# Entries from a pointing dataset
______________________________

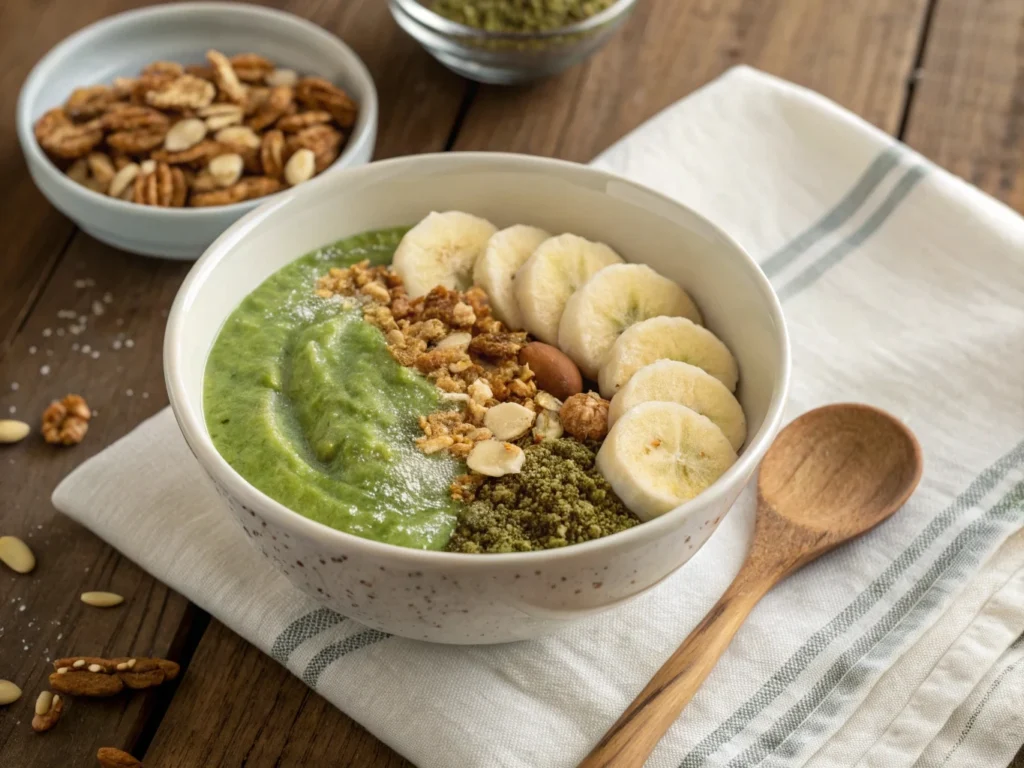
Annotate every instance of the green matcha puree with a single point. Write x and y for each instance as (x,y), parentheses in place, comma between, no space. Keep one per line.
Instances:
(304,400)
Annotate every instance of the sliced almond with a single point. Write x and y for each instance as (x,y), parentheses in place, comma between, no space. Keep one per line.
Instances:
(226,169)
(509,421)
(300,167)
(459,340)
(239,135)
(12,431)
(8,692)
(15,554)
(496,459)
(548,426)
(123,179)
(101,599)
(282,77)
(184,134)
(548,401)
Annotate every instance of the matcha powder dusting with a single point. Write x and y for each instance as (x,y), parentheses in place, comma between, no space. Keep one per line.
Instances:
(558,499)
(519,15)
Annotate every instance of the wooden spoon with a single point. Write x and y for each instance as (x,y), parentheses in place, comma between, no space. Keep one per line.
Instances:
(830,475)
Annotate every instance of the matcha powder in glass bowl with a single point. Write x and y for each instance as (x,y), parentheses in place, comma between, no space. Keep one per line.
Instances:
(558,499)
(519,15)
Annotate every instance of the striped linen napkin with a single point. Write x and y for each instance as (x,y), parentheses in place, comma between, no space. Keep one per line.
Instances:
(903,287)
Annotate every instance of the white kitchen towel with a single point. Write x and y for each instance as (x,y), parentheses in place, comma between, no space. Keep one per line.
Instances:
(902,287)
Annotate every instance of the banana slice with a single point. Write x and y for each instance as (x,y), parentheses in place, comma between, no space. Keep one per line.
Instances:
(495,270)
(610,301)
(545,282)
(675,381)
(660,455)
(440,251)
(669,338)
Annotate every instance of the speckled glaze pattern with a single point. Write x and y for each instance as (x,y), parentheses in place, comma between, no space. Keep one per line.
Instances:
(488,603)
(459,598)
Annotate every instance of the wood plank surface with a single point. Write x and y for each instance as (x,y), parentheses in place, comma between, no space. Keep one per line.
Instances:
(968,108)
(573,116)
(859,54)
(50,269)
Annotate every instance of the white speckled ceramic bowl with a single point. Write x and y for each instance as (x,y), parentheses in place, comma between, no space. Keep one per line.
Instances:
(122,45)
(459,598)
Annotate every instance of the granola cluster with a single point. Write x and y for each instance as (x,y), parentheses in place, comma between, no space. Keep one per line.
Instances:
(232,129)
(449,336)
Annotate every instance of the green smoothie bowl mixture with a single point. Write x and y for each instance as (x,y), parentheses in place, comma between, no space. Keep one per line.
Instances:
(386,386)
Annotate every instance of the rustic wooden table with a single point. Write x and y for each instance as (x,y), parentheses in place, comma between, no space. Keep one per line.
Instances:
(944,76)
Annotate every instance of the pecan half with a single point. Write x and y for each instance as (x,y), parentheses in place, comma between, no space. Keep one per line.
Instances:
(184,92)
(317,93)
(225,77)
(67,421)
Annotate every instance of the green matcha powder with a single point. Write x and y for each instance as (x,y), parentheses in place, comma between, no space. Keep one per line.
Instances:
(558,499)
(519,15)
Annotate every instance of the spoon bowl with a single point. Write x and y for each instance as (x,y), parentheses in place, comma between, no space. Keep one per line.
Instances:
(830,475)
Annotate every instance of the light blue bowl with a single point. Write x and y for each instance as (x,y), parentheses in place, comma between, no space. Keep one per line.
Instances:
(122,45)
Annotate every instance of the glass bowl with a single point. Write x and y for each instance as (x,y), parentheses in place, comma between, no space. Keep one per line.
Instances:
(504,57)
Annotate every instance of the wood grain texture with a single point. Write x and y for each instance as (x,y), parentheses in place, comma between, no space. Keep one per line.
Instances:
(968,107)
(154,620)
(859,54)
(238,708)
(829,476)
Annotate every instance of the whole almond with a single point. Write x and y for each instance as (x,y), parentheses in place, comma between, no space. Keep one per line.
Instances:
(111,757)
(226,169)
(300,167)
(239,135)
(553,371)
(101,599)
(43,702)
(15,554)
(123,179)
(8,692)
(184,134)
(12,431)
(283,77)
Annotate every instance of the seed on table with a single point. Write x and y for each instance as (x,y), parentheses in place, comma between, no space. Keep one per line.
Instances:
(100,600)
(184,134)
(300,167)
(43,702)
(12,430)
(15,554)
(8,692)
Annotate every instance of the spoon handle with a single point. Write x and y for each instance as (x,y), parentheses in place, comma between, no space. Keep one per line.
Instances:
(631,739)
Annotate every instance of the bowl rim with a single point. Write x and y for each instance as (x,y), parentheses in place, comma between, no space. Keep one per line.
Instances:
(434,20)
(361,132)
(193,426)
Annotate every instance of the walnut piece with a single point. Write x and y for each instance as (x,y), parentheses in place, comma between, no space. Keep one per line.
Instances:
(585,416)
(67,421)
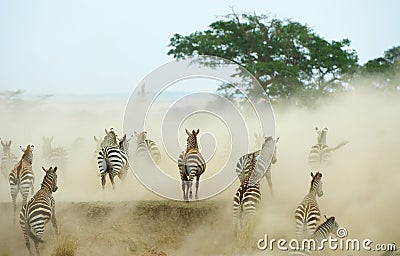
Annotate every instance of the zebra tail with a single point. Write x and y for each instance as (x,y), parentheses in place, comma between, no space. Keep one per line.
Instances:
(31,234)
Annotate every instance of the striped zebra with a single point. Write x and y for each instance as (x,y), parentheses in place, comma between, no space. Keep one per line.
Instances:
(191,164)
(53,156)
(242,166)
(8,160)
(320,153)
(145,145)
(307,214)
(21,178)
(248,196)
(112,160)
(39,211)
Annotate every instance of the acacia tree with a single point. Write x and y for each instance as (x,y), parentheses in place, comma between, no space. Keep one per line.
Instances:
(286,57)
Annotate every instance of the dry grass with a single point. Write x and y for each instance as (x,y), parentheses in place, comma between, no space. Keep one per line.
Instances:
(66,245)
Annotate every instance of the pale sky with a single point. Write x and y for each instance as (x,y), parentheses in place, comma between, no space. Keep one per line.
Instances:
(100,47)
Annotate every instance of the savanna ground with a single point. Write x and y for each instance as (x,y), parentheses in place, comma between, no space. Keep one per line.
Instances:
(360,185)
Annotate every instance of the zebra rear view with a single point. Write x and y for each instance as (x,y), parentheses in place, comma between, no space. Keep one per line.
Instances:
(191,164)
(21,178)
(39,211)
(307,214)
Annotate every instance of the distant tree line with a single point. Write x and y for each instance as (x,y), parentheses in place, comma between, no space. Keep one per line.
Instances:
(289,59)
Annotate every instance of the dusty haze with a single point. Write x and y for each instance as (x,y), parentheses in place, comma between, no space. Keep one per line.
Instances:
(360,186)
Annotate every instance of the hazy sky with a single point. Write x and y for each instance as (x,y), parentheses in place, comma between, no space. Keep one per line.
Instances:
(90,47)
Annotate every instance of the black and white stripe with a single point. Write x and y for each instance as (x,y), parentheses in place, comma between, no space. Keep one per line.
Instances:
(307,214)
(39,211)
(53,156)
(146,146)
(191,164)
(21,178)
(248,196)
(243,164)
(113,161)
(8,159)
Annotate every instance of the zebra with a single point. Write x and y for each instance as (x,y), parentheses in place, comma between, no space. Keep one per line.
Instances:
(8,160)
(145,145)
(307,214)
(191,164)
(248,195)
(113,161)
(330,226)
(242,166)
(52,155)
(39,211)
(320,152)
(21,178)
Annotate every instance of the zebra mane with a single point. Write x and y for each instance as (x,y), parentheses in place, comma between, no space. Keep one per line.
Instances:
(315,178)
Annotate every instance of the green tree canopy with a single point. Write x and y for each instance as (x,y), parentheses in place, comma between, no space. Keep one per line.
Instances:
(287,58)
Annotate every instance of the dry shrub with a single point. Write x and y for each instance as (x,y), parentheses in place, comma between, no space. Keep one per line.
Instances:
(66,245)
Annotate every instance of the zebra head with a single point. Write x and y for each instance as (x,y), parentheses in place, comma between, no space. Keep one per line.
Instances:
(191,141)
(316,184)
(6,147)
(141,137)
(50,179)
(321,135)
(331,224)
(110,139)
(27,155)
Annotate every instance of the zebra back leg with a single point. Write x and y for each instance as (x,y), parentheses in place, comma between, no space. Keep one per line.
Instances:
(197,187)
(14,190)
(269,181)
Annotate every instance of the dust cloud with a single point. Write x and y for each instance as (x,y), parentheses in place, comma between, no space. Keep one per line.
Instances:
(360,184)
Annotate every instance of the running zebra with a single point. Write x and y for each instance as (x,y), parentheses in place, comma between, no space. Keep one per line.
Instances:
(248,196)
(145,145)
(113,161)
(39,211)
(242,166)
(320,153)
(8,160)
(53,156)
(191,164)
(330,226)
(307,214)
(21,178)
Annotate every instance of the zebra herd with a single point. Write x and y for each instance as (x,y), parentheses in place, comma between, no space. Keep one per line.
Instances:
(112,160)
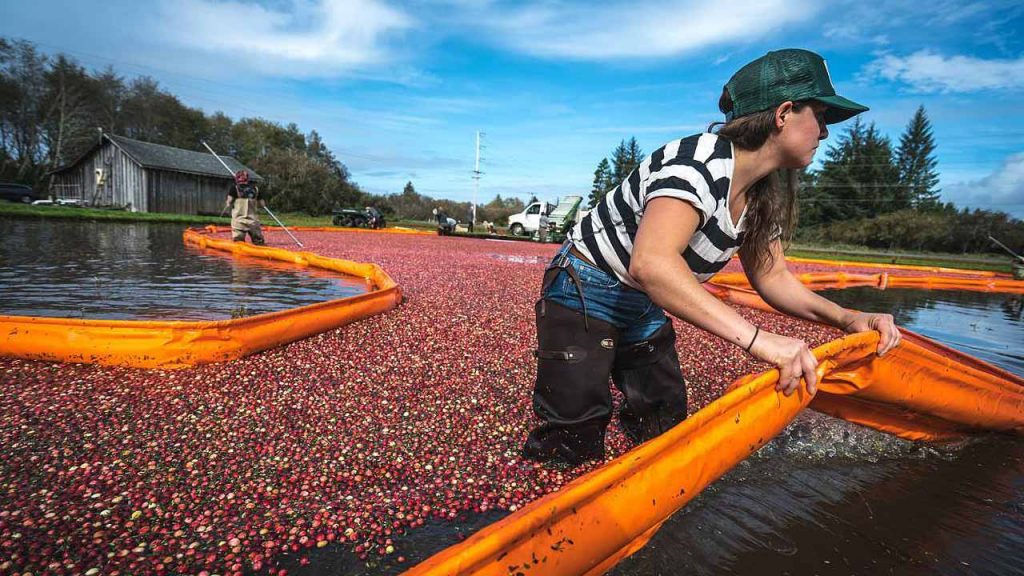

______________________________

# REQUIRED TASK
Render the lines as a numbered list, starting at the line that contains "Annotate every instance of the running" and continuing through the end of the material. Leave out blank lines and pictures.

# WRITTEN SOLUTION
1. Annotate every instance of the running zebra with a single point. Write x and y for each instance as (x,y), parentheses in place, comma between, no space. Keep one per line.
2. Instances:
3. (248,196)
4. (145,145)
5. (113,161)
6. (39,211)
7. (242,166)
8. (320,153)
9. (8,160)
10. (53,156)
11. (191,164)
12. (330,226)
13. (307,214)
14. (21,178)
15. Annotate every instance of the zebra herd with a single point. Write x and y for each instance as (x,y), parentheses in place, comma between, no space. Keep one per line.
16. Instances:
17. (112,160)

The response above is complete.